The inspection identifies some real strengths in the work of partners in Birmingham’s Youth Offending Service. It recognises that we are effectively reducing the number of first-time entrants into the service and reducing the incidences of repeated offending by young people.
However, while the report recognises some good practice, it also identifies some significant shortcomings in some areas of the service’s work, in some parts of the city. The arrangements in place prior to the inspection, to assure the quality and consistency of practice, have not been strong enough.
Birmingham Children’s Trust operates the YOS on behalf of the City Council.
The Trust’s Chief Executive, Andy Couldrick, said: “We take these findings very seriously and have already taken important steps to improve the quality and consistency of practice across the Youth Offending Service, and to make sure our oversight arrangements are effective and give us confidence that practice in the YOS, like the rest of the Children’s Trust, is constantly improving.”
Cllr John Cotton, Cabinet Member for Social Inclusion, Community Safety and Equalities, for Birmingham City Council, said: “The Youth Offending Service is a vital part of our arrangements across Birmingham to keep young people safe and to help to reduce youth crime and vulnerability.
“We know there is work to do to improve the service, and both the Community Safety Partnership and Youth Offending Steering Group will play a prominent role in scrutinising practice and holding all service partners to account. I am committed to ensuring we see the improvements needed and determined to bring the service up to the level of the best.
“This is a partnership service: the Council, the Children’s Trust, Police and Health and National Probation Service are working together to maintain strong practice that reduces offending and reoffending, and to improve where improvement has been found to be necessary.”
Improvement plans are already in place and being implemented.
------------------------------------------------------------
- **Work request 1**
Reproduce the passage of the Youth Offending Service inspection statement starting with "Cllr John Cotton, Cabinet" and going on through "of the best.".

- **Input for this task**
------------------------------------------------------------
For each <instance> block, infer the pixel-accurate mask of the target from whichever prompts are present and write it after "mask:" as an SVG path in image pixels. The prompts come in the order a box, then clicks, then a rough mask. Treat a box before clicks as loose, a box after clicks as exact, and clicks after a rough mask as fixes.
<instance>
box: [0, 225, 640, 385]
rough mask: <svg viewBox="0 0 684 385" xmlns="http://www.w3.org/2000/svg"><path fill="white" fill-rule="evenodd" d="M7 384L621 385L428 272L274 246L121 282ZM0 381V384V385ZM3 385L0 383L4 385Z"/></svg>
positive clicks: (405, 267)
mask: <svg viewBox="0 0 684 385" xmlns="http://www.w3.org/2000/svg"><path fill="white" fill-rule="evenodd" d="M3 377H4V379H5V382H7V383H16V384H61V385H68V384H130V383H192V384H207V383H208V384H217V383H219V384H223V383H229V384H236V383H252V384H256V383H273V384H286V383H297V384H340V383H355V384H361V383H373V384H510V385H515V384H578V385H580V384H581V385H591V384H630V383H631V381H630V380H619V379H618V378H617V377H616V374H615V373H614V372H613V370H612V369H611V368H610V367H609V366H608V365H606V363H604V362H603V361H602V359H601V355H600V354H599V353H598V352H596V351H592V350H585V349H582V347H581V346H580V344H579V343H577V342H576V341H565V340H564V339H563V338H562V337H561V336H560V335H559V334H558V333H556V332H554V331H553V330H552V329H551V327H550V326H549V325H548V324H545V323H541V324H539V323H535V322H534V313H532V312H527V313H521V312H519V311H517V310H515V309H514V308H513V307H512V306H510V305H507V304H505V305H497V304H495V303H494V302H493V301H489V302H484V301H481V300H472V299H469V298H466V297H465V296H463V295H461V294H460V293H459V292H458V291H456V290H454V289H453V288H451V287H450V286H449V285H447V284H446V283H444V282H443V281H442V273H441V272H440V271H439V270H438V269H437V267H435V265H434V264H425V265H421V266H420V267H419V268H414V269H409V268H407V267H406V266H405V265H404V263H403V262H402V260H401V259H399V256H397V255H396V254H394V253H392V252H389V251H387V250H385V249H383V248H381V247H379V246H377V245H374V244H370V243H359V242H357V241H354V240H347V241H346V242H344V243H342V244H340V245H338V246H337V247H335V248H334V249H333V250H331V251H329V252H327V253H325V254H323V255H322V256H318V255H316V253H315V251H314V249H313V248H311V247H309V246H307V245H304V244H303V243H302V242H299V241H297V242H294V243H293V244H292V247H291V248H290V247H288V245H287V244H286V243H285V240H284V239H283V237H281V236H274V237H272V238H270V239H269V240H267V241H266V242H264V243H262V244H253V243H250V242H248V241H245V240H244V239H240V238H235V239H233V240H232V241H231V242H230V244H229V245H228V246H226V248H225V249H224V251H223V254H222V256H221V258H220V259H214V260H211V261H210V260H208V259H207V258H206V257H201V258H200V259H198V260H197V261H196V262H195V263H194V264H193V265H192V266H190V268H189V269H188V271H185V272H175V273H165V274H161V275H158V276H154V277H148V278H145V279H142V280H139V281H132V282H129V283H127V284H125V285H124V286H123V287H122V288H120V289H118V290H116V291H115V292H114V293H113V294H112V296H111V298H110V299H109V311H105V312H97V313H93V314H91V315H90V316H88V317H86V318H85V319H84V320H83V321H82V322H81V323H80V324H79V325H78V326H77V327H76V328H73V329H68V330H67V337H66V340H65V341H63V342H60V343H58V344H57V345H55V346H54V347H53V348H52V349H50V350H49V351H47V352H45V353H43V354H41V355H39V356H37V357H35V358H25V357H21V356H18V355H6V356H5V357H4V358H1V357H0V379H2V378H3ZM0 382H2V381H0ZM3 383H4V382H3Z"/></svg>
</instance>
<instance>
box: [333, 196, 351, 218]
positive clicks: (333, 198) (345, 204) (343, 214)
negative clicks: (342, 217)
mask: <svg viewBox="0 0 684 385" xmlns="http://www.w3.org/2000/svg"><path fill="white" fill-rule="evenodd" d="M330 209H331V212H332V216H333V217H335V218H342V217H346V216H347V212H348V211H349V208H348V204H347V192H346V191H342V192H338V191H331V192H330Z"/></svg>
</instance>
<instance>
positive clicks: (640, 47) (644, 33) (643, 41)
------------------------------------------------------------
- **Work request 2**
Gather every line of the entries that contains the string "clicks", matching case exactly.

- **Result 1**
Cllr John Cotton, Cabinet Member for Social Inclusion, Community Safety and Equalities, for Birmingham City Council, said: “The Youth Offending Service is a vital part of our arrangements across Birmingham to keep young people safe and to help to reduce youth crime and vulnerability.
“We know there is work to do to improve the service, and both the Community Safety Partnership and Youth Offending Steering Group will play a prominent role in scrutinising practice and holding all service partners to account. I am committed to ensuring we see the improvements needed and determined to bring the service up to the level of the best.

- **Result 2**
For each <instance> block, infer the pixel-accurate mask of the target from whichever prompts are present and write it after "mask:" as an SVG path in image pixels. The prompts come in the order a box, then clicks, then a rough mask. Treat a box before clicks as loose, a box after clicks as exact, and clicks after a rough mask as fixes.
positive clicks: (405, 267)
positive clicks: (333, 198) (345, 204) (343, 214)
negative clicks: (342, 217)
positive clicks: (640, 47) (644, 33) (643, 41)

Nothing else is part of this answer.